WORK REQUIRED: Make an exact copy of all the records.

** Start **

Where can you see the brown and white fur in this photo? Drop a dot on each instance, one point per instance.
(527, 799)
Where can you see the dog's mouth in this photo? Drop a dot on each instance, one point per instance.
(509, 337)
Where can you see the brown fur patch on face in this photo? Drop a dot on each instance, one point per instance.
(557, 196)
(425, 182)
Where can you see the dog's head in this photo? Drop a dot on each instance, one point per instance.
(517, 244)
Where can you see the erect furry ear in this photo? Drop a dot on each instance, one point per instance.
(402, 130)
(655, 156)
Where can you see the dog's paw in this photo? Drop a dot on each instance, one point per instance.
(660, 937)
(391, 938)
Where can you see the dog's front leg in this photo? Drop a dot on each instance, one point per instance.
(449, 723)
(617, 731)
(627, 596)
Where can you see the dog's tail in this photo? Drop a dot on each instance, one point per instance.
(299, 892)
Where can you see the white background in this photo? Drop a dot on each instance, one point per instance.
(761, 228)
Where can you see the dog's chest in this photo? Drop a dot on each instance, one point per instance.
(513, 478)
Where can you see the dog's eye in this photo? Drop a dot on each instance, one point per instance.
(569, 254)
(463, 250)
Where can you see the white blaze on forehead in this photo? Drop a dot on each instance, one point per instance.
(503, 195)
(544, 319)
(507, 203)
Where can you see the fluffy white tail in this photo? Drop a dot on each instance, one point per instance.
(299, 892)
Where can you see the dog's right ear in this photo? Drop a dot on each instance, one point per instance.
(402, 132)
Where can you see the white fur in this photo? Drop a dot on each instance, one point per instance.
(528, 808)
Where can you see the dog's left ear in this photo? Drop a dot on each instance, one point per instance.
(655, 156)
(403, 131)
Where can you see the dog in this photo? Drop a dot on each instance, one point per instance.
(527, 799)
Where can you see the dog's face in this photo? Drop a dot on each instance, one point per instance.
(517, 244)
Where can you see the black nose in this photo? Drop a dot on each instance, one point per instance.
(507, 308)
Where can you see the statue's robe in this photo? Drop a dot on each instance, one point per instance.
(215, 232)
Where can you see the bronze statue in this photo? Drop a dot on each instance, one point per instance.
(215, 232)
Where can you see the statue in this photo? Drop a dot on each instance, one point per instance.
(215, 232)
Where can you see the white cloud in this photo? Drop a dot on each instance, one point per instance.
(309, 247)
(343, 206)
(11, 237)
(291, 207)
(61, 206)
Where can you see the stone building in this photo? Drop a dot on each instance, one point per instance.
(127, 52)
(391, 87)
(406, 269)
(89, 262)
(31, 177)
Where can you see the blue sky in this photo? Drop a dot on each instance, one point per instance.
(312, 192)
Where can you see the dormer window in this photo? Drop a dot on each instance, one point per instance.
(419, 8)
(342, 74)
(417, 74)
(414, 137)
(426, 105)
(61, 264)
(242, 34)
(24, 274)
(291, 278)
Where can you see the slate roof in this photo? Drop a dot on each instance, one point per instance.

** End **

TASK RESPONSE:
Where can you see the brown and white fur in this photo? Drop a dot on each instance, one point per instance.
(527, 799)
Where can you see the dog's mouth in this photo? Drop a dot on each instance, one point per instance.
(509, 337)
Where can you see the brown fur patch on face in this photo? Drop a dot on each instance, one point per instance.
(557, 196)
(425, 182)
Where can you see the dog's head in this photo? Drop a dot on each instance, one point per instance.
(517, 244)
Where can you see the erect furry ear in this photo? Drop a dot on each instance, one point per instance.
(402, 130)
(655, 156)
Where can you see the dog's paw in this photo? Drop a dot on each instance, one point per instance.
(660, 937)
(391, 938)
Where can you see the dog's front leg in this photo? Drop a dot on each instance, one point per instance.
(449, 723)
(617, 731)
(627, 596)
Where can you see the dog's tail in this photo? Drop a dot on each instance, one point per instance.
(299, 892)
Where can you see the white background in this photo? Drop a dot on each instance, one point per instance.
(761, 228)
Where can you see the dog's chest in this photo? Drop a dot on each instance, one point per instance.
(513, 478)
Where can you see the dog's eye in this photo? Drop a dot on each instance, one point per instance.
(569, 254)
(463, 250)
Where can you see the white blaze on forehead in this photo? Drop a dot on each instance, one point per instance.
(503, 195)
(544, 319)
(507, 203)
Where can you see the fluffy white tail in this photo? Drop a dot on each instance, one point per instance.
(299, 892)
Where can you see the dog's right ear in this photo? Drop a dot on each instance, one point per instance.
(402, 132)
Where can you see the white fur in this photo? Drop a dot on each instance, one point per instance.
(528, 808)
Where can you see the dog's left ear in this photo? Drop a dot on each instance, one point per instance.
(655, 156)
(403, 131)
Where can you see the dog in this photo? Drop a dot on each instance, one point per instance.
(527, 799)
Where can you see the dog's face in this photo? Drop a dot on each instance, one point per instance.
(517, 244)
Where can you see the black nose in this photo? Drop a dot on each instance, one point per instance.
(507, 308)
Where can you see the statue's robe in this photo? Drop a dot on each instance, one point per instance.
(215, 232)
Where can you see the bronze statue in this photo? Drop a dot on each instance, one point per instance.
(215, 232)
Where can you see the statue in this photo? Drop a dot on each instance, one point per instance.
(215, 232)
Where can you see the white cloud in this photo? Drop a dot on each instance, one point per instance.
(309, 247)
(343, 206)
(11, 237)
(291, 207)
(61, 206)
Where can you see the stone building in this photo? Drop a dot on each instance, one point per instance.
(127, 52)
(391, 87)
(406, 269)
(89, 262)
(31, 177)
Where can you see the blue sky in this photo? Drop a dot on each instance, one point per instance.
(312, 192)
Where can you see the dormer window in this photo? Drop a dot on each instance, one point per instance.
(419, 8)
(342, 74)
(417, 74)
(414, 137)
(426, 105)
(61, 264)
(242, 34)
(24, 274)
(291, 278)
Where can you see the slate roof in this photo? Drop a dot on each instance, one point per instance.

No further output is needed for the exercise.